THE INPUT:
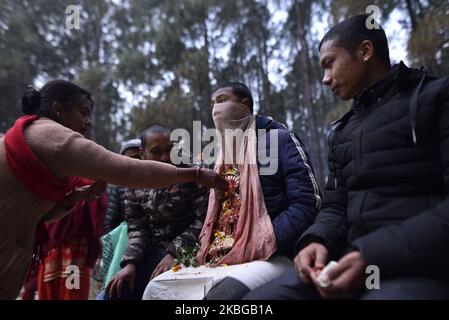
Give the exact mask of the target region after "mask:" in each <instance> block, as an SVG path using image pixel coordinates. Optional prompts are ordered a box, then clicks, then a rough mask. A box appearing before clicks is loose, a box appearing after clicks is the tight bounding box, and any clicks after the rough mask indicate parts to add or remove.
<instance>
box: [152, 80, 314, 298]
mask: <svg viewBox="0 0 449 320" xmlns="http://www.w3.org/2000/svg"><path fill="white" fill-rule="evenodd" d="M252 101H253V100H252V96H251V93H250V91H249V89H248V88H247V87H246V86H245V85H244V84H241V83H236V82H231V83H226V84H223V85H221V86H219V87H218V88H217V89H216V90H215V92H214V93H213V95H212V103H213V110H212V116H213V119H214V123H215V127H216V130H217V135H218V137H219V140H220V142H221V151H220V154H219V155H218V158H217V162H216V166H215V171H216V172H217V173H220V175H222V176H224V178H225V179H226V180H227V181H228V184H229V190H227V191H225V192H220V191H218V192H216V191H214V190H211V194H210V197H209V206H208V211H207V216H206V220H205V223H204V227H203V229H202V231H201V235H200V249H199V251H198V254H197V256H196V257H197V260H198V263H199V264H200V266H199V267H196V268H193V267H188V268H184V267H182V268H181V269H180V270H178V268H174V270H171V271H168V272H166V273H164V274H162V275H160V276H159V277H157V278H155V279H153V281H151V282H150V283H149V284H148V286H147V288H146V290H145V293H144V299H204V298H205V299H228V300H229V299H240V298H241V297H243V296H244V295H245V294H246V293H247V292H249V290H250V289H254V288H256V287H258V286H260V285H262V284H264V283H266V282H268V281H269V280H271V279H273V278H275V277H277V276H278V275H280V273H281V272H282V271H283V270H285V269H286V268H287V267H288V266H291V264H292V262H291V260H290V259H291V258H292V257H293V252H294V243H295V241H296V239H297V238H298V237H299V236H300V235H301V233H302V232H303V231H304V230H306V229H307V228H308V226H310V225H311V224H312V223H313V221H314V218H315V216H316V213H317V209H318V208H319V206H320V194H319V190H318V187H317V184H316V181H315V178H314V175H313V171H312V168H311V166H310V162H309V160H308V157H307V155H306V153H305V151H304V150H303V147H302V144H301V143H300V142H299V140H298V139H297V137H296V136H295V135H294V134H293V133H292V132H290V131H288V130H287V129H286V128H285V126H283V125H281V124H279V123H277V122H275V121H273V120H272V119H271V118H268V117H262V116H254V115H253V114H252V108H253V102H252ZM238 129H240V130H241V132H244V133H245V136H246V137H247V138H244V139H241V140H240V142H241V143H240V144H239V143H238V139H237V140H235V139H233V138H232V139H229V136H227V134H228V133H229V132H227V130H231V131H232V130H234V132H236V131H235V130H238ZM256 130H257V134H258V135H259V137H258V140H257V141H256ZM265 139H266V140H265ZM261 140H262V141H263V140H265V142H266V143H260V141H261ZM270 144H271V145H273V144H274V145H277V146H278V148H277V150H275V151H274V154H273V153H270V152H273V150H272V148H270ZM258 148H259V149H262V150H258ZM267 151H270V152H267ZM266 154H270V155H271V157H272V159H270V161H271V162H272V163H276V164H277V165H276V169H275V170H273V171H267V170H263V169H262V167H263V164H262V163H261V161H260V160H261V159H260V155H266ZM165 280H171V281H165ZM174 280H176V281H174ZM209 290H210V291H209Z"/></svg>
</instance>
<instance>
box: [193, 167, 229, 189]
mask: <svg viewBox="0 0 449 320" xmlns="http://www.w3.org/2000/svg"><path fill="white" fill-rule="evenodd" d="M197 181H198V183H199V184H201V185H203V186H206V187H209V188H217V189H220V190H223V191H227V190H228V189H229V185H228V182H227V181H226V180H225V179H224V178H223V177H222V176H220V175H219V174H218V173H216V172H215V171H214V170H210V169H205V168H201V169H199V171H198V177H197Z"/></svg>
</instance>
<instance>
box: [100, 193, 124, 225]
mask: <svg viewBox="0 0 449 320" xmlns="http://www.w3.org/2000/svg"><path fill="white" fill-rule="evenodd" d="M125 191H126V188H125V187H118V186H114V185H108V187H107V189H106V194H107V196H108V210H107V211H106V216H105V218H104V230H105V233H108V232H109V231H112V230H113V229H115V228H116V227H117V226H118V225H119V224H120V223H122V221H124V220H125Z"/></svg>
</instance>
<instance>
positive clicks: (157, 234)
mask: <svg viewBox="0 0 449 320" xmlns="http://www.w3.org/2000/svg"><path fill="white" fill-rule="evenodd" d="M141 142H142V152H141V154H142V159H144V160H153V161H160V162H165V163H169V162H170V152H171V149H172V143H171V142H170V131H169V130H168V129H166V128H163V127H160V126H152V127H150V128H148V129H146V130H145V131H143V133H142V135H141ZM208 198H209V190H208V189H207V188H204V187H199V186H198V185H196V184H194V183H185V184H175V185H173V186H171V187H169V188H165V189H134V190H132V189H128V190H127V192H126V194H125V220H126V222H127V223H128V238H129V243H128V247H127V248H126V250H125V254H124V256H123V258H122V262H121V266H122V269H121V270H120V271H119V272H118V273H117V274H116V275H115V276H114V277H112V279H111V280H110V281H109V283H108V285H107V286H106V293H107V295H106V298H112V299H141V298H142V295H143V291H144V290H145V287H146V285H147V283H148V280H149V279H151V278H153V277H155V276H157V275H159V274H160V273H162V272H165V271H167V270H168V269H170V268H171V267H173V265H174V259H175V257H176V254H177V250H179V249H180V248H186V247H189V246H191V245H193V244H195V243H196V242H197V241H198V235H199V233H200V231H201V228H202V226H203V222H204V218H205V216H206V210H207V200H208Z"/></svg>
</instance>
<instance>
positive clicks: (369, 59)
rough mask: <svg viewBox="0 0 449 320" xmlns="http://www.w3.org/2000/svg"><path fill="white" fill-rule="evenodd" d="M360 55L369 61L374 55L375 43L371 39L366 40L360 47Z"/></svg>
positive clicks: (364, 41) (359, 46) (365, 40)
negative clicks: (372, 41) (373, 42)
mask: <svg viewBox="0 0 449 320" xmlns="http://www.w3.org/2000/svg"><path fill="white" fill-rule="evenodd" d="M358 53H359V57H360V59H361V60H362V61H364V62H368V61H369V60H371V58H372V57H373V55H374V45H373V43H372V42H371V41H370V40H364V41H363V42H362V43H361V44H360V45H359V48H358Z"/></svg>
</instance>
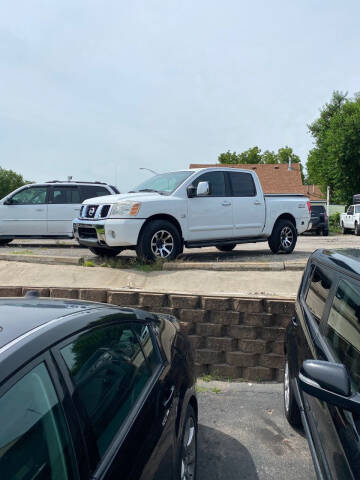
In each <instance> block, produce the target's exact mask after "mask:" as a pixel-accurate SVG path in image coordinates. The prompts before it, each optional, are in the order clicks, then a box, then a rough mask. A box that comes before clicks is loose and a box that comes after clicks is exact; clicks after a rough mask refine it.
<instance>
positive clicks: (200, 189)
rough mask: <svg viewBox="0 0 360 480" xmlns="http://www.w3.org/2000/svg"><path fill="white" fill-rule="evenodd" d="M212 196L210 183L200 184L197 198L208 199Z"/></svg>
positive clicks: (196, 193) (201, 183) (198, 187)
mask: <svg viewBox="0 0 360 480" xmlns="http://www.w3.org/2000/svg"><path fill="white" fill-rule="evenodd" d="M208 195H210V185H209V182H199V184H198V186H197V189H196V196H197V197H207V196H208Z"/></svg>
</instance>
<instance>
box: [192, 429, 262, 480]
mask: <svg viewBox="0 0 360 480" xmlns="http://www.w3.org/2000/svg"><path fill="white" fill-rule="evenodd" d="M197 469H198V470H197V471H198V479H199V480H238V479H239V478H241V479H242V480H258V479H259V477H258V475H257V473H256V467H255V464H254V461H253V459H252V457H251V455H250V453H249V451H248V449H247V448H245V447H244V445H242V444H241V443H240V442H238V441H237V440H235V439H234V438H233V437H230V436H229V435H226V434H224V433H222V432H220V431H219V430H216V429H214V428H210V427H205V426H204V425H199V438H198V464H197Z"/></svg>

INSTRUCTIONS FOR THE TASK:
Above are the lines; repeat exactly the ones from the line containing "positive clicks: (200, 189)" down to the line containing "196L210 183L200 184L197", both inclusive.

OUTPUT:
positive clicks: (200, 189)
rough mask: <svg viewBox="0 0 360 480" xmlns="http://www.w3.org/2000/svg"><path fill="white" fill-rule="evenodd" d="M212 196L210 183L200 184L197 198L208 199Z"/></svg>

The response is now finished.